→ PROBLEM TO SOLVE: When you reach the line in the data below that contains "Can you spot the sun in", please start repeating lines exactly, and stop after the line that contains "Can you spot the orange", repeating nothing else.

→ EXTRACTED MATERIAL:
____

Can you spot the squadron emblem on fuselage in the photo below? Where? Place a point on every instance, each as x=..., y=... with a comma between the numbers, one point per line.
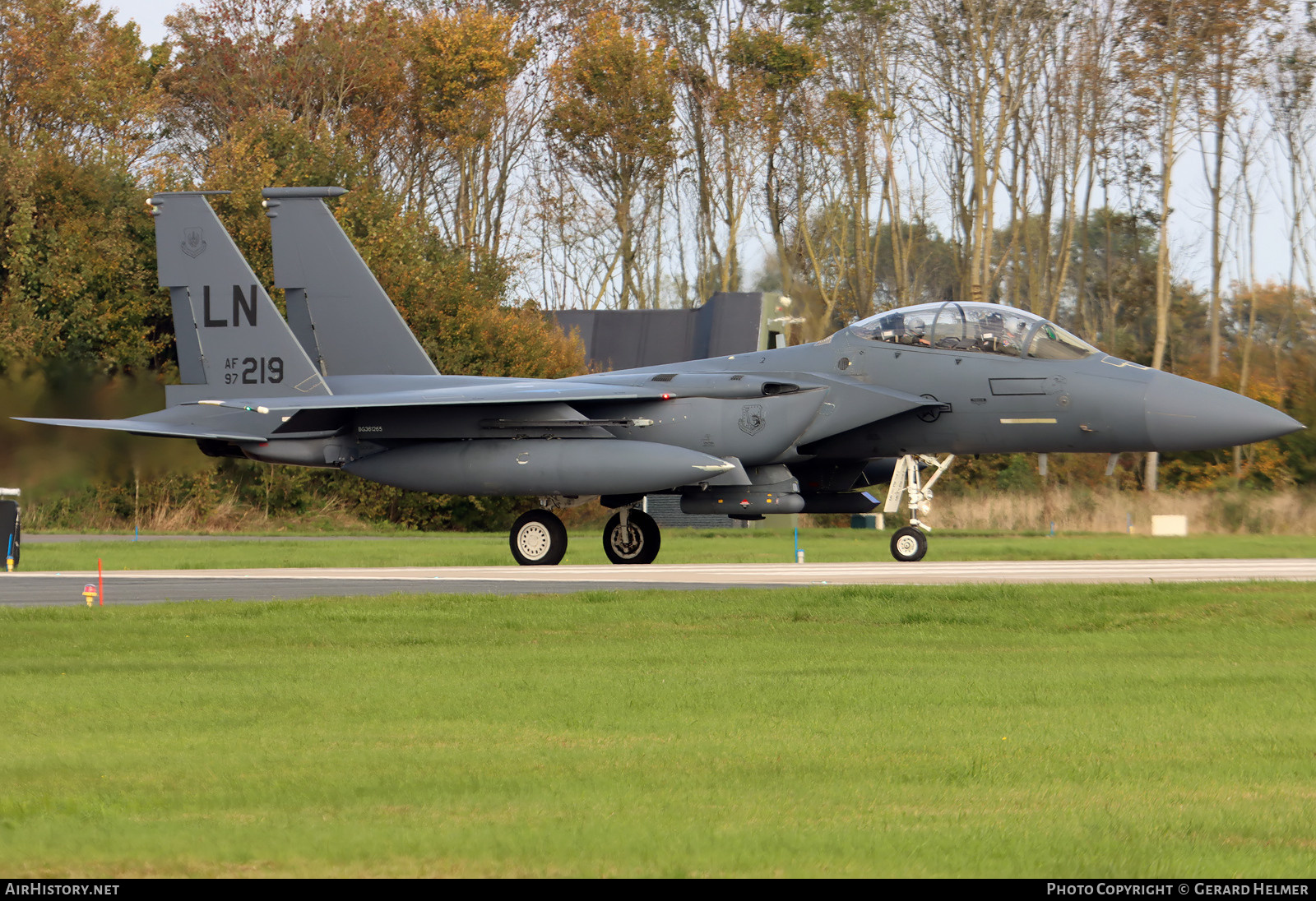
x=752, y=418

____

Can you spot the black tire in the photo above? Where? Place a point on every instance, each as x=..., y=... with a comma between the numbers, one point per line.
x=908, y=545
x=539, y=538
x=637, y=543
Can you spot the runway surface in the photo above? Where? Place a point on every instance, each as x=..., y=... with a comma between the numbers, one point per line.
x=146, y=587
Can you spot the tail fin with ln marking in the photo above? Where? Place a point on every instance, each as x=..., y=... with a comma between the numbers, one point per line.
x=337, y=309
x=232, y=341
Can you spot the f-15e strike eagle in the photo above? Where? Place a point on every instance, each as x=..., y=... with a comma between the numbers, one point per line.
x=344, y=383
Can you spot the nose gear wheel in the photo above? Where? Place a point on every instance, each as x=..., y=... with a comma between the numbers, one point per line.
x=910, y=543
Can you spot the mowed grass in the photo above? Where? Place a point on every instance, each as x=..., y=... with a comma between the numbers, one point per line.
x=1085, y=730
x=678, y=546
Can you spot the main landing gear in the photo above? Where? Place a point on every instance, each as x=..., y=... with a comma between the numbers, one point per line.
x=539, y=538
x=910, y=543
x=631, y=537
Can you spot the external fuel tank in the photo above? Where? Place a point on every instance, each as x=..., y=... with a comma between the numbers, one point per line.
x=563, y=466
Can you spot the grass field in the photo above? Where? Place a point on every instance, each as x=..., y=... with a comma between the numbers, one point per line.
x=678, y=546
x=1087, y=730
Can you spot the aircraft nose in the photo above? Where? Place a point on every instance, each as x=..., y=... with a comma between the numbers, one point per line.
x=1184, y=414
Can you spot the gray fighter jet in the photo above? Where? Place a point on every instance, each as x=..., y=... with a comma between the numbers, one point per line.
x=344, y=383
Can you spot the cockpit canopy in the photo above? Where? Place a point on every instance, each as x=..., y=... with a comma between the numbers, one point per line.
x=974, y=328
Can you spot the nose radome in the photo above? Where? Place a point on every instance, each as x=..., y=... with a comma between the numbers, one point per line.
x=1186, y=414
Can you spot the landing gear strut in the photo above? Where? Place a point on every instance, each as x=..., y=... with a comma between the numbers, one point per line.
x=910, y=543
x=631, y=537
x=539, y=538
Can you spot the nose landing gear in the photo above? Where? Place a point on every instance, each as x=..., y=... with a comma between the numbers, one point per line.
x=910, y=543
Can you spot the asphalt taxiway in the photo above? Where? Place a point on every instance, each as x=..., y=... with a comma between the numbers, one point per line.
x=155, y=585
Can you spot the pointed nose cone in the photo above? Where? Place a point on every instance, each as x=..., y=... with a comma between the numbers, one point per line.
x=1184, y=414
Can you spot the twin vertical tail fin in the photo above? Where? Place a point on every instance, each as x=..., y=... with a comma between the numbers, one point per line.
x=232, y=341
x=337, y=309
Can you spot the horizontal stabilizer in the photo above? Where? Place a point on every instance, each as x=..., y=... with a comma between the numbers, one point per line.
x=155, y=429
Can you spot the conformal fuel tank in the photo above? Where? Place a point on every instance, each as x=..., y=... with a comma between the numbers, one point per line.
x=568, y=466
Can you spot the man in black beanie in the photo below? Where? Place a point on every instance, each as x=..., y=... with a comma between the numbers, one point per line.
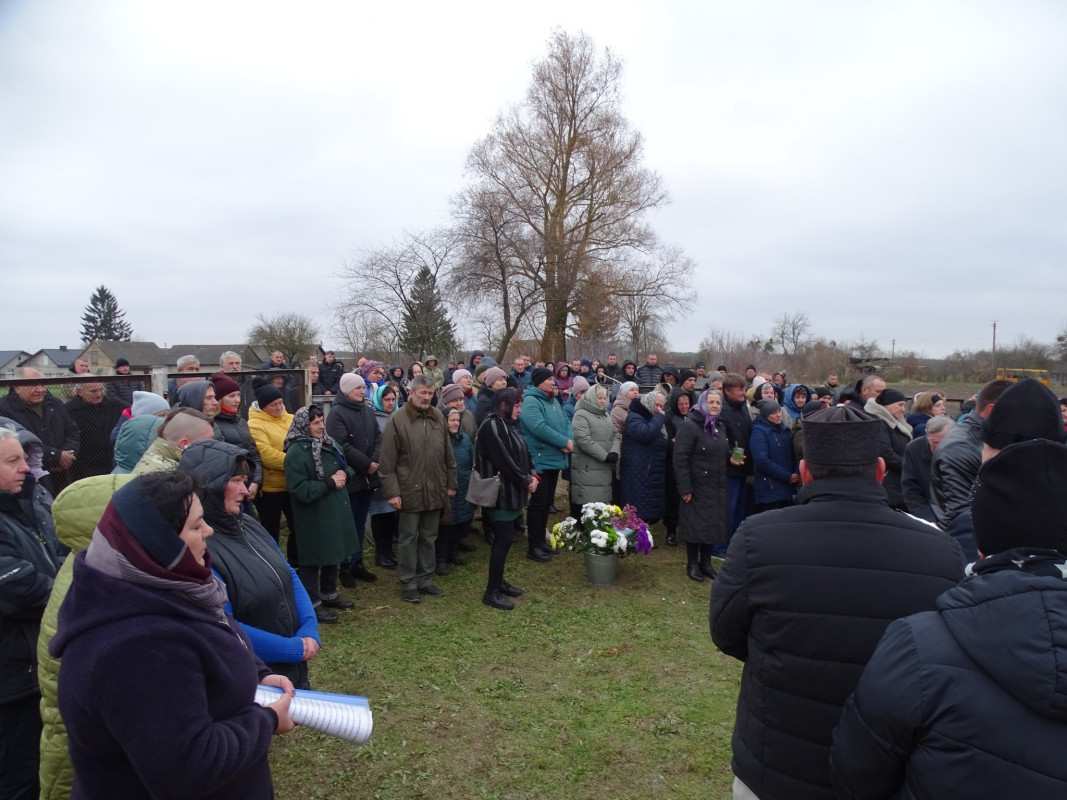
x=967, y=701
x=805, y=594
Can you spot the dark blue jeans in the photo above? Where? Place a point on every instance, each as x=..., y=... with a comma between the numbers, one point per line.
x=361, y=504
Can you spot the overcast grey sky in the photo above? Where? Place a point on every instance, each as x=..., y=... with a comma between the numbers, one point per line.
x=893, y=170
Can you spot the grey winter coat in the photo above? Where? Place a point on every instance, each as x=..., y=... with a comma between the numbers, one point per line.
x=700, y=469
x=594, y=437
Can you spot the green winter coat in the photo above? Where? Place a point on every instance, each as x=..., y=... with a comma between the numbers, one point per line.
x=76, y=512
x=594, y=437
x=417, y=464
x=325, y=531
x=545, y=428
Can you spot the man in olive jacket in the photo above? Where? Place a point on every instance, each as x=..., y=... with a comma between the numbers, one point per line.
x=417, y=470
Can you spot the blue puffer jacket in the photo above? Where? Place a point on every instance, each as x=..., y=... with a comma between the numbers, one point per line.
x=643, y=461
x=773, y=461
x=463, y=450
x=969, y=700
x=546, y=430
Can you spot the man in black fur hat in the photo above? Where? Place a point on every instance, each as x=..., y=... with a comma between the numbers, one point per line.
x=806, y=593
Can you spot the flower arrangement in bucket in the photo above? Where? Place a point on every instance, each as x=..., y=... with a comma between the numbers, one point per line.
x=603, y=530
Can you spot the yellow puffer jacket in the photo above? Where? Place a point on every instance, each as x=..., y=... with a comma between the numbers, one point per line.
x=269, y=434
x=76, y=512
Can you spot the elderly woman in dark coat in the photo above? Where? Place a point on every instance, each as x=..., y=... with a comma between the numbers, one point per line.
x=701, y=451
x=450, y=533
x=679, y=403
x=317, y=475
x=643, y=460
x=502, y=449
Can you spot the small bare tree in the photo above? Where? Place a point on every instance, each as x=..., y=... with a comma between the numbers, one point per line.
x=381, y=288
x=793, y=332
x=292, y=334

____

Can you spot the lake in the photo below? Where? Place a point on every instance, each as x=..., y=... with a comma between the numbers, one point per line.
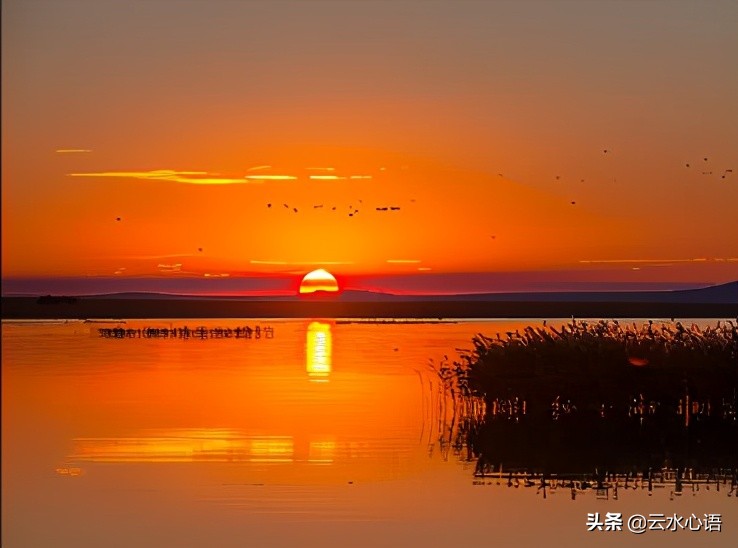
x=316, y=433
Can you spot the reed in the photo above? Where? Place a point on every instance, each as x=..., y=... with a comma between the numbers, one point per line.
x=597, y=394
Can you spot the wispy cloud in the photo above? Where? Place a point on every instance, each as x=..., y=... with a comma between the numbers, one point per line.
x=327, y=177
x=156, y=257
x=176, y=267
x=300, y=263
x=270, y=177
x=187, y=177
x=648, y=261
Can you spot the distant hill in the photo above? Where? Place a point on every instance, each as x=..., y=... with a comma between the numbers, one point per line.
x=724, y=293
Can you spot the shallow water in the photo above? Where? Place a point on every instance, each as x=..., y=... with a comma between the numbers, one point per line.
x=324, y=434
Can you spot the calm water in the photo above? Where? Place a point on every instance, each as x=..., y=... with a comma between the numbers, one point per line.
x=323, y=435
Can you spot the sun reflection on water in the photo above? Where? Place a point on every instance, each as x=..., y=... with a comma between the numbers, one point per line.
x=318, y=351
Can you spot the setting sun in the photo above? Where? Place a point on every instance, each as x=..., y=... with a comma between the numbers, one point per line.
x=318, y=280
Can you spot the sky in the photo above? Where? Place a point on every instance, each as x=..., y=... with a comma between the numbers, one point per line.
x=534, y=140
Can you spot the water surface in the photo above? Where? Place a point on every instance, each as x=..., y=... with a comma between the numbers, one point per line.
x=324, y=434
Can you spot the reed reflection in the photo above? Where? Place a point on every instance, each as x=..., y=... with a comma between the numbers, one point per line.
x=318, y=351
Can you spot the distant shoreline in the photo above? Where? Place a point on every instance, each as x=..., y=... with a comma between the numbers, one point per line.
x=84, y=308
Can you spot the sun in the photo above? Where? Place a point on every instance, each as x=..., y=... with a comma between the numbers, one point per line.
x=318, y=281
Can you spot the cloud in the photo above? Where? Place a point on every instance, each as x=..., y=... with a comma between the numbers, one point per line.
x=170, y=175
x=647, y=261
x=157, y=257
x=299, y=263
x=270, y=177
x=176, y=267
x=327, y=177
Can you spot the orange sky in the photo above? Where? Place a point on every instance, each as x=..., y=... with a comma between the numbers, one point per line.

____

→ ANSWER SECTION:
Can you spot the sun in the photo above? Where? Place a point on every instance, each as x=..., y=... with a comma between the numbers, one point per line.
x=318, y=281
Can you spot the cloud in the photo above? Where? Place a point on every instance, each as x=..., y=... with a comma between the numbers, one point per line.
x=170, y=175
x=647, y=261
x=157, y=257
x=299, y=263
x=270, y=177
x=176, y=267
x=327, y=177
Can you spot the orange sky in the photo above? Where? Place a point on every instance, each as x=..., y=... with a comma between the numbers, one point per line.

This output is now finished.